▶ [CONSIGNE]:
Répondez aux questions suivantes d'après le communiqué sur les eaux contaminées de Fukushima :
1. Quels acteurs font la promotion du déversement des eaux radioactives dans l'océan Pacifique ?
2. Quelle option de stockage Robin des Bois regrette-t-il de ne pas voir envisagée ?
3. Quelle est la capacité de la Palanca, et où est-elle toujours en activité ?

▶ [TEXTE RETENU]:
A la recherche d’une solution pour les eaux contaminées de Fukushima

5 nov. 2020

Séisme et tsunami au Japon, 11 mars 2011 – Communiqué n°17

Le gouvernement japonais s’apprêterait à autoriser le déversement des eaux radioactives de Fukushima Daiichi dans les eaux côtières et dans l’écosystème de l’océan Pacifique. Tepco, exploitant de la centrale accidentée le 11 mars 2011, le ministère de l’Economie, du Commerce et de l’Industrie et l’Agence Internationale de l’Energie Atomique font la promotion de cette option. Cette pollution volontaire constituerait un précédent reproductible dans l’océan Atlantique en cas d’accident majeur dans une installation nucléaire européenne ou dans le complexe atomique de la Hague en Normandie.

Robin des Bois déplore que l’option de stockage des eaux contaminées dans des barges à l’intérieur du port de la centrale accidentée dont les digues ont été rehaussées pour empêcher l’intrusion d’un nouveau raz-de-marée ou dans un autre abri refuge ne soit pas envisagée.

Les barges sont des stockeurs flottants généralement non propulsés. Elles servent au stockage du pétrole ou de l’eau. A titre d’exemple, la Palanca construite en 1991 à Nagasaki par Mitsubishi Heavy Industries a une capacité de 300.000 m3 de pétrole réparti dans 8 citernes. Trente ans après son lancement, elle est toujours en activité au large de l’Angola. Ces stockeurs flottants ont donc une longévité et une robustesse éprouvées pour autant que la maintenance soit assurée.

▶ [BLOC DE DONNÉES]:
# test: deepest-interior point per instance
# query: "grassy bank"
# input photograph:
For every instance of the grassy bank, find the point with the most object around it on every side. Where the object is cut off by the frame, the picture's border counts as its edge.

▶ [RÉPONSE ATTENDUE]:
1. Tepco, le ministère de l'Économie, du Commerce et de l'Industrie et l'Agence internationale de l'énergie atomique.
2. Le stockage des eaux contaminées dans des barges à l'intérieur du port de la centrale accidentée, ou dans un autre abri refuge.
3. Elle a une capacité de 300 000 m3 de pétrole répartis dans 8 citernes, et elle est toujours en activité au large de l'Angola.